• BRIEF
State the count of lines below featuring the word "jacket", and write nothing further.

• EXERCISE DATA
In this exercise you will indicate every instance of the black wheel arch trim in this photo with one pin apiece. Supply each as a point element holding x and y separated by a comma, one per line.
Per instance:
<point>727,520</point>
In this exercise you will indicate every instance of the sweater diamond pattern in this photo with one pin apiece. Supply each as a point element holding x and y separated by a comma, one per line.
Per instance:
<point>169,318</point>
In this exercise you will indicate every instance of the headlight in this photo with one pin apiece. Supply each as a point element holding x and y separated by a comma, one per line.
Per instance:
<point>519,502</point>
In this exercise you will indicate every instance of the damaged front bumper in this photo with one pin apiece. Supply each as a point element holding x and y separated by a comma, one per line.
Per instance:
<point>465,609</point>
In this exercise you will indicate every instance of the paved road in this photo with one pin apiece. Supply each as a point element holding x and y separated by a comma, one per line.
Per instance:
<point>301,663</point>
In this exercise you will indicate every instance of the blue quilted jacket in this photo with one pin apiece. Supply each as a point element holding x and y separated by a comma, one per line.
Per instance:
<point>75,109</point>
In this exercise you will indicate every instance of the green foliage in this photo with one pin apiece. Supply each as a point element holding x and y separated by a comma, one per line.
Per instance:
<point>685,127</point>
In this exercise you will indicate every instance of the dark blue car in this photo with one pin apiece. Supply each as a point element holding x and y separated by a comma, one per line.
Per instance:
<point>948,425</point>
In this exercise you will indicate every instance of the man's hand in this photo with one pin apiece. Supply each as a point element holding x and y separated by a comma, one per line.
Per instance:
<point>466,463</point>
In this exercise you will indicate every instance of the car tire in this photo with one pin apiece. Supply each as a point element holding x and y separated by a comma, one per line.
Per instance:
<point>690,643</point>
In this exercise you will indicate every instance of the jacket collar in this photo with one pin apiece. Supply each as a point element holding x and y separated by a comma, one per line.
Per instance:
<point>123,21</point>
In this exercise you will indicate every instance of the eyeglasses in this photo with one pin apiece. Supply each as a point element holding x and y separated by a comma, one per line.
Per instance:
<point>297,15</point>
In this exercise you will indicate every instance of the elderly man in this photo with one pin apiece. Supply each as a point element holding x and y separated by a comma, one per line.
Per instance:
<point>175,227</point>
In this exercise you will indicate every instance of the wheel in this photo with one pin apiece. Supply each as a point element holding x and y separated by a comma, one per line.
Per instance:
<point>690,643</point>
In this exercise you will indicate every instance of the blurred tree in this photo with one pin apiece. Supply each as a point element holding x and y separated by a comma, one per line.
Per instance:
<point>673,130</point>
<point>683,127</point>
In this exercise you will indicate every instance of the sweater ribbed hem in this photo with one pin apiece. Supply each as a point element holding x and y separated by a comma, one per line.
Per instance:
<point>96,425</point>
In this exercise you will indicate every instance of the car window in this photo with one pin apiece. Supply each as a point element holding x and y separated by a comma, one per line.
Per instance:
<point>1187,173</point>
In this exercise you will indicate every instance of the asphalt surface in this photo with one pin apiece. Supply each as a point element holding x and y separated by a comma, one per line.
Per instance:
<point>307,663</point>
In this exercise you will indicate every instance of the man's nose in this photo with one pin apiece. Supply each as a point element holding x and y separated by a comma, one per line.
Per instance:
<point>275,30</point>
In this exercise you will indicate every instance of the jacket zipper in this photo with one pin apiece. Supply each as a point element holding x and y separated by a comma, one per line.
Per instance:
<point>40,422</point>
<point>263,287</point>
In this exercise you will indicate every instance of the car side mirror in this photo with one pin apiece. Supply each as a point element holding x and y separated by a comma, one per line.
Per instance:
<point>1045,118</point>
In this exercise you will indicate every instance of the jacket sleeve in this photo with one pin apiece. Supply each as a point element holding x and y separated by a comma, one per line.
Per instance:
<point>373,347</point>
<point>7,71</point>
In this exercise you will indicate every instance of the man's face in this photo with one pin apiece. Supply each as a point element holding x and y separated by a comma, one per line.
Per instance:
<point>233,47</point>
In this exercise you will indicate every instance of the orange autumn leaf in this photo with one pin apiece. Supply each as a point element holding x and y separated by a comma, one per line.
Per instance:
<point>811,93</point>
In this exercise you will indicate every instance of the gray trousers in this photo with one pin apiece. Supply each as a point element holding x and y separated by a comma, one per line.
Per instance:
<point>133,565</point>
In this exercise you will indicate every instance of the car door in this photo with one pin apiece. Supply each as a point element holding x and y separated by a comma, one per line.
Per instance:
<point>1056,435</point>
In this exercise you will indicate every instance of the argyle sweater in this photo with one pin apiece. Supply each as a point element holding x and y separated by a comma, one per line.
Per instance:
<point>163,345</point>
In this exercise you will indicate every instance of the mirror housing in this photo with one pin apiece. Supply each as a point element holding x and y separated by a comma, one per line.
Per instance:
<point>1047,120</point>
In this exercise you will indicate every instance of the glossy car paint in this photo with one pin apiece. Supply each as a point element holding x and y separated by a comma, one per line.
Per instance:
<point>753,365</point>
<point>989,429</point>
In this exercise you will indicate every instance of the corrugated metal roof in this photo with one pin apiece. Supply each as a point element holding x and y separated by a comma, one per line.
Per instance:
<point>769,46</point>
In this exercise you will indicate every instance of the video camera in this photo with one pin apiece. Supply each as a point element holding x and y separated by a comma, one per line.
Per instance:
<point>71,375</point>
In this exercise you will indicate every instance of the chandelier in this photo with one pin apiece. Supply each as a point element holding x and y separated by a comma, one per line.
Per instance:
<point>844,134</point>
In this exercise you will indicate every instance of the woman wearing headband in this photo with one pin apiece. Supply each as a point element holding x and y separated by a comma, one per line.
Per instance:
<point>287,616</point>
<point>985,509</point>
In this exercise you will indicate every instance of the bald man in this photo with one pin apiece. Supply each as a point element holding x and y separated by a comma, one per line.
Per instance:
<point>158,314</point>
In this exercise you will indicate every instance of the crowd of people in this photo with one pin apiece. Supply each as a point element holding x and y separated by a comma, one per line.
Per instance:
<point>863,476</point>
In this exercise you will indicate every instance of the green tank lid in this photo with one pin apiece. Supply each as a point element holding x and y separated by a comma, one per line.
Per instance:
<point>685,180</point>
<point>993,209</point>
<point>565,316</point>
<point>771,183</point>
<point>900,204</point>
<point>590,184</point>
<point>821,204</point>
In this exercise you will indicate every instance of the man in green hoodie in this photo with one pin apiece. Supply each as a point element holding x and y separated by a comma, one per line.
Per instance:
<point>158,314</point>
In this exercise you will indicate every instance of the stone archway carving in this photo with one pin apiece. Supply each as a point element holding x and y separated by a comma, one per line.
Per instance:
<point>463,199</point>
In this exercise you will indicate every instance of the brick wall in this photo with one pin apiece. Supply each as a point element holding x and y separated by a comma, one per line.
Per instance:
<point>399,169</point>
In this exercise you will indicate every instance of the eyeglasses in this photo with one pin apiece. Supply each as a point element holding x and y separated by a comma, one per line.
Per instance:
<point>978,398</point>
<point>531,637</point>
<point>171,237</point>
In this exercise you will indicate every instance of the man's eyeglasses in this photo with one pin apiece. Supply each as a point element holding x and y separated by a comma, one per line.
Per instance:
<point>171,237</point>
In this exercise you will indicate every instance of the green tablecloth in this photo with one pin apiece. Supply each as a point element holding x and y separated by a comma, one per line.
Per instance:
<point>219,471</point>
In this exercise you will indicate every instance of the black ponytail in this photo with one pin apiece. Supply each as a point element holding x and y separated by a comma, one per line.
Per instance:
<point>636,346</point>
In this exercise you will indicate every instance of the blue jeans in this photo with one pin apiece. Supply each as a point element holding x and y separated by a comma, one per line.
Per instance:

• ANSWER TO THIS EXERCISE
4